WHAT YOU SHOULD DO: Write out, word for word and with no pictures, each line below from the one containing "Target: stone threshold" through the one containing "Where can the computer", both included, and no other line.

Referring expression data:
◇ ◇ ◇ ◇ ◇
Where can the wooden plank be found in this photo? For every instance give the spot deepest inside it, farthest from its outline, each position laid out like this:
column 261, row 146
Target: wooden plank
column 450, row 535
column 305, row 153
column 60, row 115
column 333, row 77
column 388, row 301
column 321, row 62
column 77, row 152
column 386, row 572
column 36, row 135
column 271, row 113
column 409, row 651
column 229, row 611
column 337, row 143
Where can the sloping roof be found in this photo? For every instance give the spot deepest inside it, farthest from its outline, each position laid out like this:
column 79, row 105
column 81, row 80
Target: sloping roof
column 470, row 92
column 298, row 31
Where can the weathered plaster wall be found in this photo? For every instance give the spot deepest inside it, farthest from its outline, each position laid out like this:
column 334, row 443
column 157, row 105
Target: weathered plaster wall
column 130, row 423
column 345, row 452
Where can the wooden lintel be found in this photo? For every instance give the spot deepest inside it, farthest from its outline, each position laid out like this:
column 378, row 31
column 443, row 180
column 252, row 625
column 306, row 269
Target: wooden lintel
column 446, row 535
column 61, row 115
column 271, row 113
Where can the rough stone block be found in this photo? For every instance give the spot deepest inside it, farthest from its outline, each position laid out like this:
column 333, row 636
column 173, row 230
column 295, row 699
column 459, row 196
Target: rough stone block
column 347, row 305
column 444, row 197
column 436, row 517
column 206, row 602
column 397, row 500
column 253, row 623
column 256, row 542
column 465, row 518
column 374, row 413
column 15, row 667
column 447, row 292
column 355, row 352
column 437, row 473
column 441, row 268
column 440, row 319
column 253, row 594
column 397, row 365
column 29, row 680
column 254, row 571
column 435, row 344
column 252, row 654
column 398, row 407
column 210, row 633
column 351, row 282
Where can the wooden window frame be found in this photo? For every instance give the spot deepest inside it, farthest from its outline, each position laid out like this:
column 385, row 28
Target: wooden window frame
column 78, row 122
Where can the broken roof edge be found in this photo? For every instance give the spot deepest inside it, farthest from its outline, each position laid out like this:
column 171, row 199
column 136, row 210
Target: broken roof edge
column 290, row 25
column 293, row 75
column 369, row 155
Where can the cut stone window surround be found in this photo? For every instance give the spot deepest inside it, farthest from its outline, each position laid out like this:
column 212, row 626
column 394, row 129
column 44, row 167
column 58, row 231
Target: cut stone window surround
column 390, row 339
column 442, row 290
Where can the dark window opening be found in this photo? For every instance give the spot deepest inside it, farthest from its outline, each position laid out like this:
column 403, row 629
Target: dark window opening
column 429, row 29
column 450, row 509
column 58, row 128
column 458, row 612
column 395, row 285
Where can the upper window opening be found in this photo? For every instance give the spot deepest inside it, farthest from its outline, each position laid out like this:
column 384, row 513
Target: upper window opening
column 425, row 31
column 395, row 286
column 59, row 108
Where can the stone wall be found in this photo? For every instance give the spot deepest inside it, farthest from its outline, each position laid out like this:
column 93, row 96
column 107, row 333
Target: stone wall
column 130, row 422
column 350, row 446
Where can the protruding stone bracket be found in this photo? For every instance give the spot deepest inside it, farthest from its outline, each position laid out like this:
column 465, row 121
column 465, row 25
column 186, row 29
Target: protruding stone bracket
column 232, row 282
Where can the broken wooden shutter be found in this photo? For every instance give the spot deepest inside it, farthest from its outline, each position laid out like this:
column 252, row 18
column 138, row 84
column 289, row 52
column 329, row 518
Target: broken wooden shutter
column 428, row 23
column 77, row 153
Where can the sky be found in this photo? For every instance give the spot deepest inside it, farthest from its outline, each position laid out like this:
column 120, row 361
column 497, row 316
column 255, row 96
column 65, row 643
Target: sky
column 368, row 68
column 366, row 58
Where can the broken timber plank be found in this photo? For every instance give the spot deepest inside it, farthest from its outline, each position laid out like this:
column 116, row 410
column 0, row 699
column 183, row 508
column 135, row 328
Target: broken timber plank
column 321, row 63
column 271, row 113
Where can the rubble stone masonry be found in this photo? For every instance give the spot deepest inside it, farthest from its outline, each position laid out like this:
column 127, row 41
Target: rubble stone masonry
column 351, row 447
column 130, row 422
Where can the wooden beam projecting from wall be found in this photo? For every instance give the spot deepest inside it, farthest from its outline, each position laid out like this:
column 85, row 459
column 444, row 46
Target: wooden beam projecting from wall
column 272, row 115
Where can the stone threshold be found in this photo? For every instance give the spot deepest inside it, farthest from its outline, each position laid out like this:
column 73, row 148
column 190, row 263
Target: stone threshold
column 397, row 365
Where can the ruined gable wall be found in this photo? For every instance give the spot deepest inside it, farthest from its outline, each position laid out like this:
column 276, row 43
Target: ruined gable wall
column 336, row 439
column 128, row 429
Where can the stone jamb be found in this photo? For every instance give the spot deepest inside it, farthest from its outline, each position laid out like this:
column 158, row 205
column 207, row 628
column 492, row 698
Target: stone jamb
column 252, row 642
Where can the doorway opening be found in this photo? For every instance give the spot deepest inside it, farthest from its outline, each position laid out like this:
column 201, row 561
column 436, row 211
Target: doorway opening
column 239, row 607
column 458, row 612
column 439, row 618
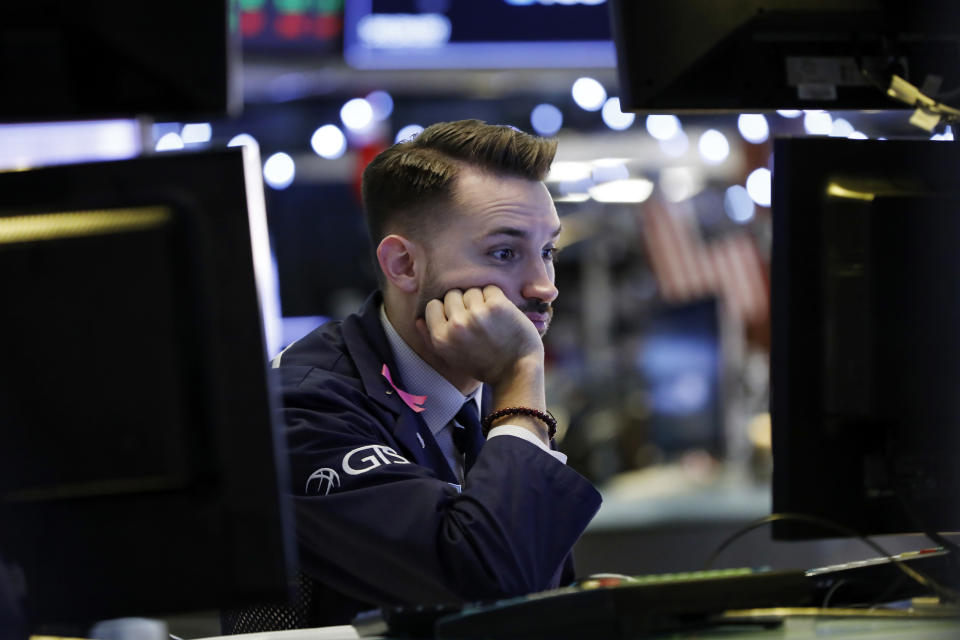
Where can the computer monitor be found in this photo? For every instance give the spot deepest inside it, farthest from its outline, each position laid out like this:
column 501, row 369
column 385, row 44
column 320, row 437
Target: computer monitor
◇ ◇ ◇ ◇ ◇
EXERCISE ANSWER:
Target: stone threshold
column 397, row 365
Where can the ruined gable wall be found in this photo? For every instance give the spot deepest inside it, farthest from its outline, each position laid out like this:
column 276, row 43
Target: ruined gable wall
column 336, row 439
column 128, row 429
Where can the stone jamb be found in this photo? For every instance give the spot deepest inside it, farthest from its outline, each position laid out like this:
column 158, row 205
column 207, row 628
column 492, row 698
Target: stone jamb
column 252, row 642
Where can the doorway opening be found in this photo? For every instance give the spot deepest inside it, farthest from its outline, each position laid out like this:
column 201, row 561
column 436, row 211
Target: doorway opening
column 239, row 607
column 458, row 612
column 439, row 618
Where can the computer monitor be found in this photo? For every instance give the spot deepest inside it, farthest from its outline, each position laid out like this:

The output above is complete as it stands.